All lines from the opening of the material up to and including the line with "[pin] city skyline" should be transcribed exactly, pictures excepted.
⟨
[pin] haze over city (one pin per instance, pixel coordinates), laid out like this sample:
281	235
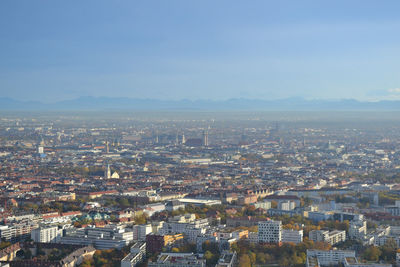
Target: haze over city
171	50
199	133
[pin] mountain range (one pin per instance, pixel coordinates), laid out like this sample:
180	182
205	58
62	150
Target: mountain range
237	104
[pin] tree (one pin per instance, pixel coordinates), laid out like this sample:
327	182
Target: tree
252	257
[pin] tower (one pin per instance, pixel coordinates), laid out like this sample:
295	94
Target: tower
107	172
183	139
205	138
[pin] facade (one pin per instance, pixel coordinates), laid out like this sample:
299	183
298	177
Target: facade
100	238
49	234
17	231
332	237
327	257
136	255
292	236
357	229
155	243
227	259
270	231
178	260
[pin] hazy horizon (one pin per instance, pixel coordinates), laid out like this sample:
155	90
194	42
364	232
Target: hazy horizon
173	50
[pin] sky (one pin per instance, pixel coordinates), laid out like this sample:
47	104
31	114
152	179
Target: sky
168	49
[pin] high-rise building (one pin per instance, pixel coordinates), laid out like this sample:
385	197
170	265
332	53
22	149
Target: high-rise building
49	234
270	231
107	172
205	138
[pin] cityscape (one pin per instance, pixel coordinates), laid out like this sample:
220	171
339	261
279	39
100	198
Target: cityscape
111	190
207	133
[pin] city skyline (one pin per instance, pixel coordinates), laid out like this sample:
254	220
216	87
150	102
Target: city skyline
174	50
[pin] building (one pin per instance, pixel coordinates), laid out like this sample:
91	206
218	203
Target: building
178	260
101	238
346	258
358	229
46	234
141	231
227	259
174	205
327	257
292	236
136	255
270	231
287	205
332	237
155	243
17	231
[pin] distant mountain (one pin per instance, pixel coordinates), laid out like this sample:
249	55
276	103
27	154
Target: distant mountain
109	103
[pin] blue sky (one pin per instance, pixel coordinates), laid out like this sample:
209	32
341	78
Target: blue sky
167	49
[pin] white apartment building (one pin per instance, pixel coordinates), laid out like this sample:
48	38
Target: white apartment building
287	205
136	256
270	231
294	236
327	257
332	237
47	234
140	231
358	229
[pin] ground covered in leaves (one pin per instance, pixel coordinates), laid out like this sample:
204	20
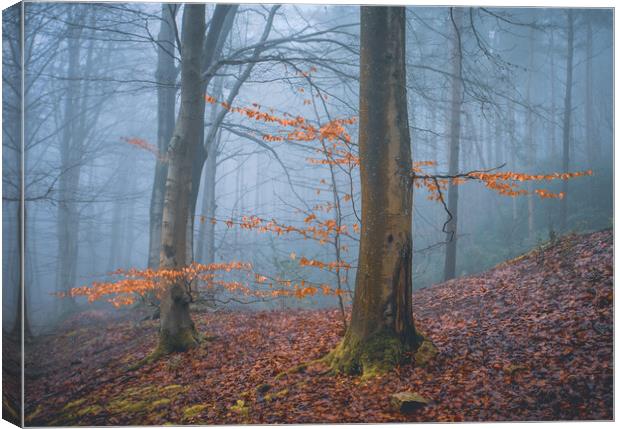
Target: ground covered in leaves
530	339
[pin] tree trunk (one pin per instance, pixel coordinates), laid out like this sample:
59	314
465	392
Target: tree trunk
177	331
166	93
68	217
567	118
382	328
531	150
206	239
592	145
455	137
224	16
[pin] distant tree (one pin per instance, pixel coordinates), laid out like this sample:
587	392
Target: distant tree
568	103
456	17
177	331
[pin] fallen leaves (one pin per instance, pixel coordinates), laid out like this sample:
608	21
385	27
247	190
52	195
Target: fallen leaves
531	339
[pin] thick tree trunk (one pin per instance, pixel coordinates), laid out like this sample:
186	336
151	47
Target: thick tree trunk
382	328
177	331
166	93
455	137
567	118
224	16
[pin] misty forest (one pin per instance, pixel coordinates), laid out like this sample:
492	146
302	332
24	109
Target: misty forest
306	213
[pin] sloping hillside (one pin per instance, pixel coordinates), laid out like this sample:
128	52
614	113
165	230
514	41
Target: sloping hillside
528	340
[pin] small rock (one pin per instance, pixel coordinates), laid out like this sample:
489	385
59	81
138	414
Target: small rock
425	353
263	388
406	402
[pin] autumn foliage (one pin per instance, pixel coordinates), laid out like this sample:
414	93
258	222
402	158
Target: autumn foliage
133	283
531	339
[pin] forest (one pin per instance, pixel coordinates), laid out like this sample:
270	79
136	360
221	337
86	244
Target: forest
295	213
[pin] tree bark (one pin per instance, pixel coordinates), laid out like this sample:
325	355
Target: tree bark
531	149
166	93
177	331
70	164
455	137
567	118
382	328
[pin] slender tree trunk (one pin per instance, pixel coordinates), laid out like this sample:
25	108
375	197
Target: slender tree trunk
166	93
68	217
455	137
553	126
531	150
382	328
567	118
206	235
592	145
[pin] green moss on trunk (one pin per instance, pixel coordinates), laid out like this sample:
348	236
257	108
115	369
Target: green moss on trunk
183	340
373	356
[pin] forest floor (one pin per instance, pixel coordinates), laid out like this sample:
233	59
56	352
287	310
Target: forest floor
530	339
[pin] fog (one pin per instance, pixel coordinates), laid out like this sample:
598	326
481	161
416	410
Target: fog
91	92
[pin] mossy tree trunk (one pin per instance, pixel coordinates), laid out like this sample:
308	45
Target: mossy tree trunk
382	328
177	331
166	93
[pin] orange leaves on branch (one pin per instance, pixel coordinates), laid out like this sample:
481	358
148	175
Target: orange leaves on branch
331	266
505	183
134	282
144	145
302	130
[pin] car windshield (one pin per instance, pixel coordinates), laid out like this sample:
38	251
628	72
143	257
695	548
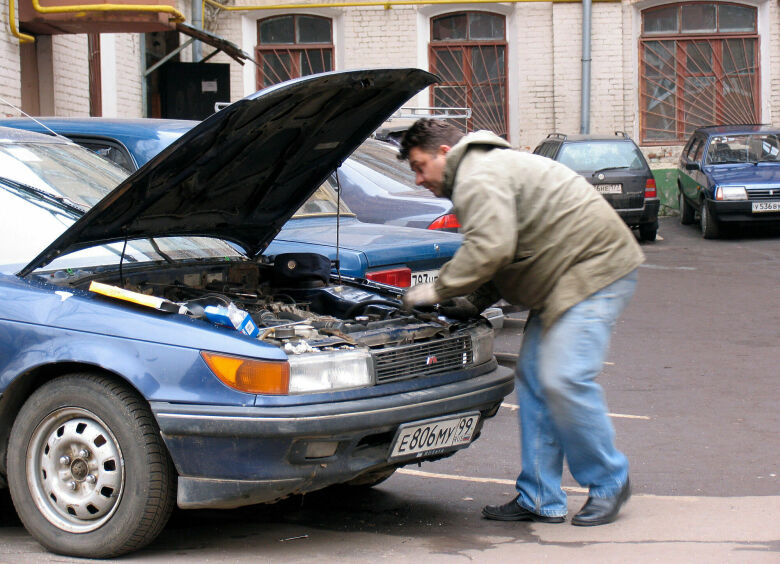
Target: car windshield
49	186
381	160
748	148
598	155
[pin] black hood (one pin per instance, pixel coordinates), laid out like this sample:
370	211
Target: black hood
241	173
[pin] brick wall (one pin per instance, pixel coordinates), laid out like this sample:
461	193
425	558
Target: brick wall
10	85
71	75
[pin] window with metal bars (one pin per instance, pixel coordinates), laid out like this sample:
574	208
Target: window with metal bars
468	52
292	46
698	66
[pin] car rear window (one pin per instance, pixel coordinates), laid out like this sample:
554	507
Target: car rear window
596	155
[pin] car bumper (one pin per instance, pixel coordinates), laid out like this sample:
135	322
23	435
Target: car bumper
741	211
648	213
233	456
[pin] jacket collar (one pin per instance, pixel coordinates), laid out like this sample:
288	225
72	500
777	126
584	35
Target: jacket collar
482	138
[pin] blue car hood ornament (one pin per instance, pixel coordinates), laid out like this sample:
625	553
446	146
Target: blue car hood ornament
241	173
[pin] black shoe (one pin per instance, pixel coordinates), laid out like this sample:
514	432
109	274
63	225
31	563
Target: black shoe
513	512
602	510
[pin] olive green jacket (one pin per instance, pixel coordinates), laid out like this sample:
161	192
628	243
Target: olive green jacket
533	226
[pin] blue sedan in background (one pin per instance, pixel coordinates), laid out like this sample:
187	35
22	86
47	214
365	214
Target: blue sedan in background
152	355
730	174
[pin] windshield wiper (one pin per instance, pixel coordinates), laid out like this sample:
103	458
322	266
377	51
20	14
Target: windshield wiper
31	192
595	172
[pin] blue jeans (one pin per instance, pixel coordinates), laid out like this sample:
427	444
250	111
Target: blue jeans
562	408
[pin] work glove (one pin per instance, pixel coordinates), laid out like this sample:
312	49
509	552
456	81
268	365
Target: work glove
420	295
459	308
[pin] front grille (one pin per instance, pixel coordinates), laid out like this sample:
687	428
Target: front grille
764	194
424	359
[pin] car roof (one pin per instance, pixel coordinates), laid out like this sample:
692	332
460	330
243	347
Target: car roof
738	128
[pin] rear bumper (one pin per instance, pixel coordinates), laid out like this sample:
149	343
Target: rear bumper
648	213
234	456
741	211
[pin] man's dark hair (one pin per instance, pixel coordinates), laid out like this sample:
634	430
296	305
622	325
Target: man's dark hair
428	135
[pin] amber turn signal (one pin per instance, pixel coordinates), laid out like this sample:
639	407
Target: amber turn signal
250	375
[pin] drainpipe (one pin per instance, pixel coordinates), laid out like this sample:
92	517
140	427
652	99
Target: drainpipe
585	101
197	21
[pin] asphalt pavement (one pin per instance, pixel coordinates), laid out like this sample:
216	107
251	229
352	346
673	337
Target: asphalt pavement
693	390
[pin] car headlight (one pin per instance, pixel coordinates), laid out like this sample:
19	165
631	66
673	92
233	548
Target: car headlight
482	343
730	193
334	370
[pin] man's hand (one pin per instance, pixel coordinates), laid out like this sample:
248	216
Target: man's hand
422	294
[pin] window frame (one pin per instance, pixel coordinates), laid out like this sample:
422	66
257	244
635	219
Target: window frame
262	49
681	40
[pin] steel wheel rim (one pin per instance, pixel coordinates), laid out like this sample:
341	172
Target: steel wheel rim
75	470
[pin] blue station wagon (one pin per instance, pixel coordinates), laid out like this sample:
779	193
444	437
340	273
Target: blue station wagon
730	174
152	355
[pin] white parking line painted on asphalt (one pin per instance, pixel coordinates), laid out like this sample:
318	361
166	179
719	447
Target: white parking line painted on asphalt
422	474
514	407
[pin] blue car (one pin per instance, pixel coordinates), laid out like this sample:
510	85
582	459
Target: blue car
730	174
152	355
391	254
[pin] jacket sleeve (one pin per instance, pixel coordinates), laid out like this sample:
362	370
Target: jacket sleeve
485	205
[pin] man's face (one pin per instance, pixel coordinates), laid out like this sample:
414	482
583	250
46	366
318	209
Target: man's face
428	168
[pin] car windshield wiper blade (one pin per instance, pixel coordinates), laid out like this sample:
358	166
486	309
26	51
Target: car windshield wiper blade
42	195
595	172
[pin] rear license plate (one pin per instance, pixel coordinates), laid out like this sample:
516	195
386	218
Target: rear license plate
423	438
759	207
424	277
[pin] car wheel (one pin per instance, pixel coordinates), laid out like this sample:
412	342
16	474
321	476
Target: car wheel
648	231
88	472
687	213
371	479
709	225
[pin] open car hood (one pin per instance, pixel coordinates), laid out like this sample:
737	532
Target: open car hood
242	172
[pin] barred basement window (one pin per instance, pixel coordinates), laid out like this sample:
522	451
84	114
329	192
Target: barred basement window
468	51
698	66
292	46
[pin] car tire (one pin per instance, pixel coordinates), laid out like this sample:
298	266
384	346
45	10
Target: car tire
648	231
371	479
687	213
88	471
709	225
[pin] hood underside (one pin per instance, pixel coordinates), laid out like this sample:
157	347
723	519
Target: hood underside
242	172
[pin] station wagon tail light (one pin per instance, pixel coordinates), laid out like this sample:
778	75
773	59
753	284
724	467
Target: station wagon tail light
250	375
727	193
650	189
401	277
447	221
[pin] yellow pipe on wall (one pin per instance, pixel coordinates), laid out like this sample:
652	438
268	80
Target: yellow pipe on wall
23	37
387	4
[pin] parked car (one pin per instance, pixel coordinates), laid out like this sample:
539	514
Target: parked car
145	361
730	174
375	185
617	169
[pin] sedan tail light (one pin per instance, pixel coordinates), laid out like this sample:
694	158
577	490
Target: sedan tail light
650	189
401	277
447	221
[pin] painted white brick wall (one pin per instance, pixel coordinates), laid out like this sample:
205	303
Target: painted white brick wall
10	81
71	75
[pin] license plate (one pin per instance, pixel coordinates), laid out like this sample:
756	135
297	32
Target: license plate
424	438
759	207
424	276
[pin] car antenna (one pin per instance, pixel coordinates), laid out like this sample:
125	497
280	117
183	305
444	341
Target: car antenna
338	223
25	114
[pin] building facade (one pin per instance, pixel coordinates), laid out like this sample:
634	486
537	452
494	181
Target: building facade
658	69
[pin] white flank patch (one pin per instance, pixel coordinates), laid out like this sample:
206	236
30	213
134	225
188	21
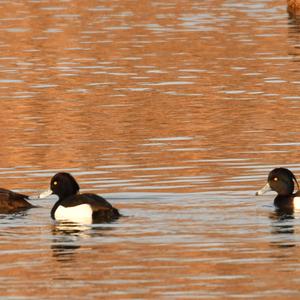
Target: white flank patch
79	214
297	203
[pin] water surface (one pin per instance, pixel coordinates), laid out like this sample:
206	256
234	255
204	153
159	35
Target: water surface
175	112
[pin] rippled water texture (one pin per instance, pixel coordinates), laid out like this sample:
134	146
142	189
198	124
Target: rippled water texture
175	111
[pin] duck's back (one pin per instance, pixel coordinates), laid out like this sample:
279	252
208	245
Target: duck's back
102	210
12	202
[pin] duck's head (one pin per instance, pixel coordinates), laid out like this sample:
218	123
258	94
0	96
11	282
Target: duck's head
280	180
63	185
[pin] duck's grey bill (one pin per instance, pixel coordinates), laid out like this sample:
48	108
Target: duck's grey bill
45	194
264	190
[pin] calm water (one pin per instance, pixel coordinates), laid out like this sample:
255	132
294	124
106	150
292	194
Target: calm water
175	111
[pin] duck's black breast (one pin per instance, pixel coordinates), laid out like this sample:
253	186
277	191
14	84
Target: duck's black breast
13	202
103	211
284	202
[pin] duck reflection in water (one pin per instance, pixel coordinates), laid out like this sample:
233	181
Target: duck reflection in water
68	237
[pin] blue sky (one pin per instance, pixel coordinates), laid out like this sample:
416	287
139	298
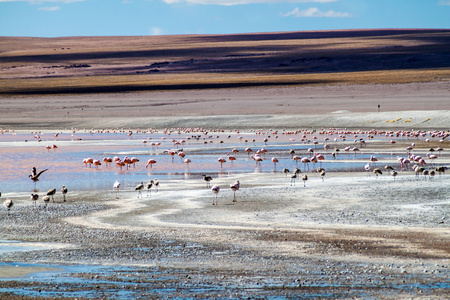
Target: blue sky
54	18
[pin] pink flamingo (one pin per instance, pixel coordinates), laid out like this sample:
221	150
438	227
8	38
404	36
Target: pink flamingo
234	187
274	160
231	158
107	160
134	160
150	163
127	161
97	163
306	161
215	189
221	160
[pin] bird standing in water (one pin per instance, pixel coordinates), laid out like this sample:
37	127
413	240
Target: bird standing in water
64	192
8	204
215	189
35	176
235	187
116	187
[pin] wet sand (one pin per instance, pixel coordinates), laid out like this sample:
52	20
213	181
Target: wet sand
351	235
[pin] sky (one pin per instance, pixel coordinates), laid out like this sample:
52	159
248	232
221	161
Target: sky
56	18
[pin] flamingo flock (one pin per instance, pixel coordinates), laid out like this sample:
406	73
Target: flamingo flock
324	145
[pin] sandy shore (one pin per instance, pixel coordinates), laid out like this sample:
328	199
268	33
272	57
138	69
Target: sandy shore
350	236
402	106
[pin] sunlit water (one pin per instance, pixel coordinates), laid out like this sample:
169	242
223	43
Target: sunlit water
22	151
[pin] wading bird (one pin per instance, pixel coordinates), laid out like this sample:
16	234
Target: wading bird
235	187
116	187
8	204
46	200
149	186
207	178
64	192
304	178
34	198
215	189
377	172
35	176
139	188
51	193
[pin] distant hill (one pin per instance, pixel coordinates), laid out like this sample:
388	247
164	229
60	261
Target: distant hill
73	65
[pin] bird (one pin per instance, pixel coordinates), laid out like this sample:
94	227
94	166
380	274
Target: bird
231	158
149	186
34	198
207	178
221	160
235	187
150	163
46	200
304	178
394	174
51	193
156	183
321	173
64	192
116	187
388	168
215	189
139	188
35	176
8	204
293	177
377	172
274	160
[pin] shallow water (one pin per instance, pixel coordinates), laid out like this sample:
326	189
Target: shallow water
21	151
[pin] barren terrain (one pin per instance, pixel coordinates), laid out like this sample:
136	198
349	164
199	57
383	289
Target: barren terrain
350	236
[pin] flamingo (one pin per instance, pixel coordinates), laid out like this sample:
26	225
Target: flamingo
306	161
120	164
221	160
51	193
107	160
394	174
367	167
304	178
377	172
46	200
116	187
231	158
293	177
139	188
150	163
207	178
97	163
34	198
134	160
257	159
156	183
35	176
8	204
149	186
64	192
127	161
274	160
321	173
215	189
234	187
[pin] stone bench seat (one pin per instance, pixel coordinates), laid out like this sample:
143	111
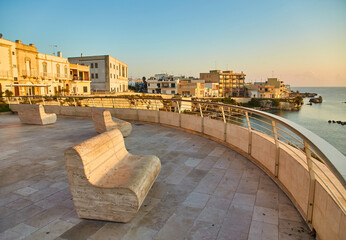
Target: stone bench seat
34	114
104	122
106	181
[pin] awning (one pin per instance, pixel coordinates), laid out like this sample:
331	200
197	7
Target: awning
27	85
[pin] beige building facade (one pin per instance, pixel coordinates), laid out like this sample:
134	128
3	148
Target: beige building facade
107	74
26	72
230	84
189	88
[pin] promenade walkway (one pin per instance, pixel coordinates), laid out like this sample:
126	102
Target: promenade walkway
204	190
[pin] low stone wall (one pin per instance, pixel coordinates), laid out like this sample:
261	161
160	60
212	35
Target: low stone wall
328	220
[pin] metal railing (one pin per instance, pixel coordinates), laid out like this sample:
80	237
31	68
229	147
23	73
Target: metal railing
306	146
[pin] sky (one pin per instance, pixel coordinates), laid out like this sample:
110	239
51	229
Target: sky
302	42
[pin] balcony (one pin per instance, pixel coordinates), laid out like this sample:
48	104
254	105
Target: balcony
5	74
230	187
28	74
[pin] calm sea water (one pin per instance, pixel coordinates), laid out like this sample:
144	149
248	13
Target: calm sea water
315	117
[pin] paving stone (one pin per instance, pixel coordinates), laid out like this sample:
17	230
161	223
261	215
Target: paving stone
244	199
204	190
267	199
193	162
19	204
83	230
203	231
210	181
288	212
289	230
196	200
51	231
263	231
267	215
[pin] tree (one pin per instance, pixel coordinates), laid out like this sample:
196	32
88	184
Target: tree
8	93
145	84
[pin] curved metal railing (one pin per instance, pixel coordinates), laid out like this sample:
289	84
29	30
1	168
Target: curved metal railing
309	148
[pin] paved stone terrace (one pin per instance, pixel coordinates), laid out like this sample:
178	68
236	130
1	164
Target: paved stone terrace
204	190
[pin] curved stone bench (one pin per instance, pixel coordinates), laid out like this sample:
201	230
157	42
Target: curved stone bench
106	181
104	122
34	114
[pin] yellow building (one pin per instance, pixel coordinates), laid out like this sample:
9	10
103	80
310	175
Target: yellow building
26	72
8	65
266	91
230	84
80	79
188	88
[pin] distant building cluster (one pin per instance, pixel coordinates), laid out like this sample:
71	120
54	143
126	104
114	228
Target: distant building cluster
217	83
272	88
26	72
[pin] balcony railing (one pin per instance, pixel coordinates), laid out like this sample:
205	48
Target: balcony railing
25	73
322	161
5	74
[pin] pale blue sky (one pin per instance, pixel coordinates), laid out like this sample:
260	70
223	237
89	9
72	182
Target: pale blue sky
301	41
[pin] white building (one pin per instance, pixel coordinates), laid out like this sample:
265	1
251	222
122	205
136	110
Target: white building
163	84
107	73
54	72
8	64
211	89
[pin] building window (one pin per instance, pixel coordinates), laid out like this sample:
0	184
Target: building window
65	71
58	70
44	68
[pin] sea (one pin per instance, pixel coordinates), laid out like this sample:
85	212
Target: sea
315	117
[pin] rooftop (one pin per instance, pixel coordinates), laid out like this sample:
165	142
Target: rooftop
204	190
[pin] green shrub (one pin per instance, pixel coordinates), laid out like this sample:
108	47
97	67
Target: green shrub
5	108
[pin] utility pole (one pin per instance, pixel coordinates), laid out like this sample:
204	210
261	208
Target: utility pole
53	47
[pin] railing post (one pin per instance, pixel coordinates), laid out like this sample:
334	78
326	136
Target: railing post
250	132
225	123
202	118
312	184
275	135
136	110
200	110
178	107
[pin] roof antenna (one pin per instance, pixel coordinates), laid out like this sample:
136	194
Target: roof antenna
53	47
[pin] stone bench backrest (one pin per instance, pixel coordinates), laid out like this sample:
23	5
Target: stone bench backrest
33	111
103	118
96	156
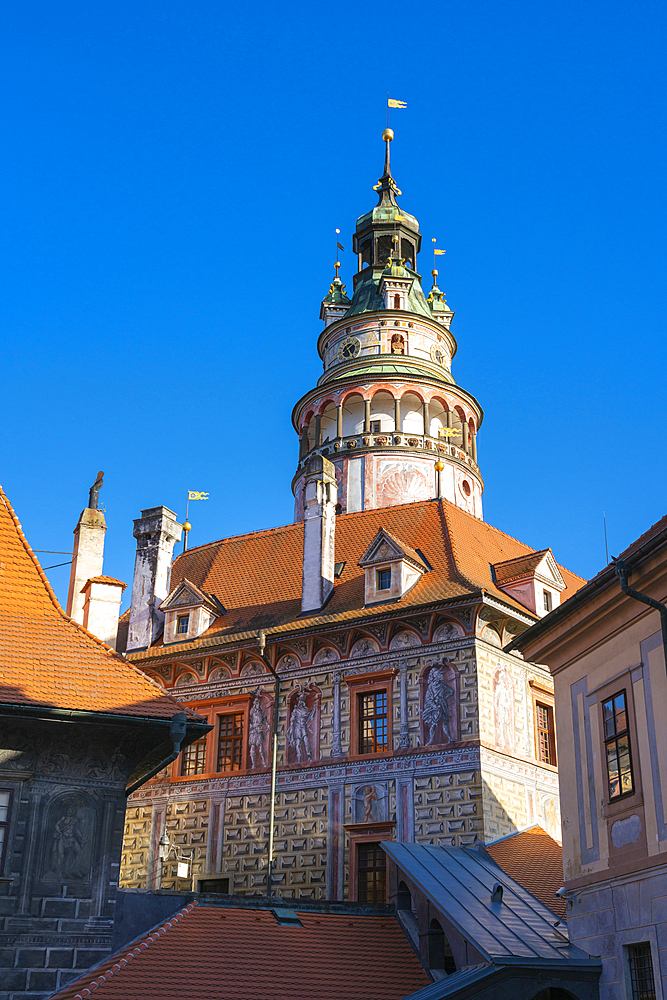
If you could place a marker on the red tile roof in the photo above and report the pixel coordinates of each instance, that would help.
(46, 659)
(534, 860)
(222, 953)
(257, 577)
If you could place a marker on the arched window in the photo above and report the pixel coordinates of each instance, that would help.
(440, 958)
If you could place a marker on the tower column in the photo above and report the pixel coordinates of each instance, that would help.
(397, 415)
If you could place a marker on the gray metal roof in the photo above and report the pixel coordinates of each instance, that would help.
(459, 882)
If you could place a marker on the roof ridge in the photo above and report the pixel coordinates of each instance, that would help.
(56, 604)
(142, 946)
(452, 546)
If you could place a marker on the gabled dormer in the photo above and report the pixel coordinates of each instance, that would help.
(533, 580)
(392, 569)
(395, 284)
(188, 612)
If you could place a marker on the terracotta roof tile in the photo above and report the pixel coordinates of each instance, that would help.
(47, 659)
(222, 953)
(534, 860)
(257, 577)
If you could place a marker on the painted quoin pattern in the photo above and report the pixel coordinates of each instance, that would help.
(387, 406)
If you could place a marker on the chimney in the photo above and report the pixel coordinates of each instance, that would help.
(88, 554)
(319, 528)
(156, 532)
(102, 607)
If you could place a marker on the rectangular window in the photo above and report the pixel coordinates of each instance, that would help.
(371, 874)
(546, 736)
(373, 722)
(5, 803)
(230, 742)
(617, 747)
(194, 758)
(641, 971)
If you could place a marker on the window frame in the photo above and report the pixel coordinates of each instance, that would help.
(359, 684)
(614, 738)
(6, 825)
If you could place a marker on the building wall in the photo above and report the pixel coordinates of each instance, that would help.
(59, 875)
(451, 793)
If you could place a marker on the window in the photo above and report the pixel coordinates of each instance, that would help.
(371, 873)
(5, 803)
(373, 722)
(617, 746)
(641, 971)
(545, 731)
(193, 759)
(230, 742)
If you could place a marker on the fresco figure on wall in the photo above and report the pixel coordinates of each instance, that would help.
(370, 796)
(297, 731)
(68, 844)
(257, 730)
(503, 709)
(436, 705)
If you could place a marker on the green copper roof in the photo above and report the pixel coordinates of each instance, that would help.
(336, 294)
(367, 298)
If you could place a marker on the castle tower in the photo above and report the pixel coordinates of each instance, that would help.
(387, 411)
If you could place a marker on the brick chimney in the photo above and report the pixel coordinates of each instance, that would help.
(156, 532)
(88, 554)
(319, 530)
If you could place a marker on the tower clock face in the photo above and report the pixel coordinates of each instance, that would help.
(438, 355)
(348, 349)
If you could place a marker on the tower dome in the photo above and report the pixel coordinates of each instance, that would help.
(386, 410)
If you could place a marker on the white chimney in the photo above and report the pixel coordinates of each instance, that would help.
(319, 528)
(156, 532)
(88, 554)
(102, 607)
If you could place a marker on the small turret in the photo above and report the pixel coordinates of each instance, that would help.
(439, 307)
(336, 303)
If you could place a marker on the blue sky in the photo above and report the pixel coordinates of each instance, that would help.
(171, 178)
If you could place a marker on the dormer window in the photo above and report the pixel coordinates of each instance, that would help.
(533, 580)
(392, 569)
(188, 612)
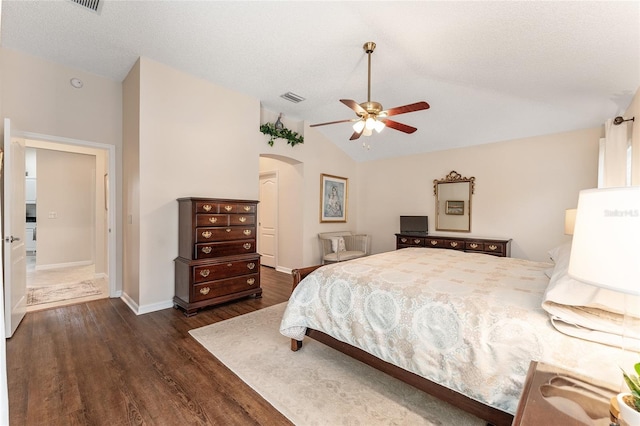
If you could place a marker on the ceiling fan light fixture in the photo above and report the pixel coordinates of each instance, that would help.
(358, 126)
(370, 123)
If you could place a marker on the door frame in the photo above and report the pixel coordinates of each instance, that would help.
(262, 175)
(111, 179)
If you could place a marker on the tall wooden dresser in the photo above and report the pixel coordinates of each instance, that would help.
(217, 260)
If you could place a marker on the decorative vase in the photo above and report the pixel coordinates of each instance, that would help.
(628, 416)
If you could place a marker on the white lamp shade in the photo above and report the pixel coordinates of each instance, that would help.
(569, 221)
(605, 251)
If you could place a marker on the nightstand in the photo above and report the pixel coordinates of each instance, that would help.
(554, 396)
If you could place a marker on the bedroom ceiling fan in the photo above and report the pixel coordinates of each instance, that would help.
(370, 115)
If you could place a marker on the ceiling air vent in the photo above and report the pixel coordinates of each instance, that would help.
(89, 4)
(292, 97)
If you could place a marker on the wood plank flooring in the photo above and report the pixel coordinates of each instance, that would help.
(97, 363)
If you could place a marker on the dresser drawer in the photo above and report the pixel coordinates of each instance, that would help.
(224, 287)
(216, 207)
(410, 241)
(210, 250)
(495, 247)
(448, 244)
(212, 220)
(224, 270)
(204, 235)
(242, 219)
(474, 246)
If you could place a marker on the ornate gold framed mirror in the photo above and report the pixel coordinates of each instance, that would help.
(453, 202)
⟩
Exercise response:
[pin] haze over city (one pin per instance, pixel coordinates), laid out like this sample:
281	235
Target: haze over city
171	50
199	133
[pin] mountain range (one pin per instance, pixel coordinates), laid out like this sample:
180	182
205	58
62	150
Target: mountain range
237	104
[pin] tree (one pin per instance, pixel coordinates), laid out like this sample:
327	182
Target: tree
252	257
[pin] tower (one pin per instance, pixel coordinates), laid out like this sample:
295	94
Target: tower
107	172
183	139
205	138
[pin] facade (one pin per instance, pixel coordinates), laid out like this sample:
299	183
298	177
Target: facade
100	238
49	234
17	231
332	237
327	257
136	255
292	236
357	229
155	243
227	259
270	231
178	260
[pin] hazy horizon (one pin per instance, pixel coordinates), laid out like this sample:
155	90
194	42
364	232
Target: hazy horizon
173	50
[pin] sky (one pin per instance, pixel coordinates), laid out like this sample:
47	104
31	114
152	179
Target: sky
168	49
[pin] high-rise building (one pin per instance, pixel coordinates), laid out like this sample:
385	197
170	265
332	53
22	149
Target: high-rise building
49	234
270	231
107	172
205	138
[pin] cityscape (one pin per instance, pixel coordinates), laid out like this sample:
220	171
339	261
279	39
100	198
Target: cityscape
111	190
207	133
[pin] city skyline (one pin per instance, pixel coordinates), laid out like this sample:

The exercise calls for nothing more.